PAGE EXTRACT:
## START
Wednesday, October 23, 2013

Scientists prodded on massive Namibian aquifer

New Era (Namibia): The Minister of Agriculture, Water and Forestry, John Mutorwa has urged water scientists to move faster in making the hydrological research results into a massive underground aquifer publicly known.

He was referring to the recent newly discovered aquifer called Ohangwena II, that spans the northeastern region and, which flows under the boundary between Angola and Namibia. “Ohangwena has (underground) water. We had a meeting at State House to discuss drought. Cattle are dying. Then we asked, when are we going to utilise the water resources in Ohangwena? At one point those results must be known and be used in one way or another to solve a practical problem which is drought,” stressed Mutorwa. “If you found water, let the donkeys, cattle and farmers tell us that they drank that water.” Mutorwa who was speaking yesterday during the first two-day regional workshop on groundwater resources governance in trans-boundary aquifers, which Namibia, Botswana and South Africa share outlined the importance of water in arid Namibia. “Water is fundamental to the existence of life.”
## END
ITEMS:
## START
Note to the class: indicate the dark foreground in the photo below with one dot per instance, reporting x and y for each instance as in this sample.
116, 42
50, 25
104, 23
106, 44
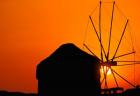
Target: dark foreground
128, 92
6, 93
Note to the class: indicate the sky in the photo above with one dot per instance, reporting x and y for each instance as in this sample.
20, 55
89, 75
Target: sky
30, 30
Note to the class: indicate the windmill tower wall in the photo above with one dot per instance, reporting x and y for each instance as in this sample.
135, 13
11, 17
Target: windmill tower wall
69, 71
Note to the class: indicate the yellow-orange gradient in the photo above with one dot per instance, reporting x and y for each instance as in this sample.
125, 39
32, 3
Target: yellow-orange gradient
## END
## START
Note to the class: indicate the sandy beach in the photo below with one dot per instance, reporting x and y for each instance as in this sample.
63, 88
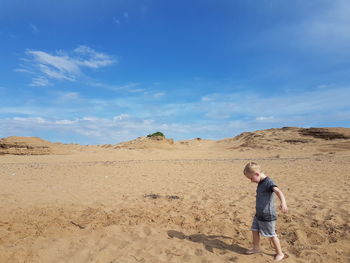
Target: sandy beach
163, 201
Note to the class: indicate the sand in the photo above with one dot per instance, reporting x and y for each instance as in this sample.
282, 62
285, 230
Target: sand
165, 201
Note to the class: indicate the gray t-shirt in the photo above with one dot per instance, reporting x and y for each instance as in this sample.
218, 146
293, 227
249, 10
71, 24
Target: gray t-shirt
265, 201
## END
JOBS:
• 1. In the aquifer article, what is the name of the newly discovered aquifer?
• 2. List every country named in the aquifer article.
• 3. Transcribe the passage of the aquifer article starting with "Wednesday, October 23, 2013" and going on through "aquifer publicly known.".

RESPONSES FOR EACH TASK:
• 1. Ohangwena II

• 2. Namibia, Angola, Botswana, South Africa

• 3.
Wednesday, October 23, 2013

Scientists prodded on massive Namibian aquifer

New Era (Namibia): The Minister of Agriculture, Water and Forestry, John Mutorwa has urged water scientists to move faster in making the hydrological research results into a massive underground aquifer publicly known.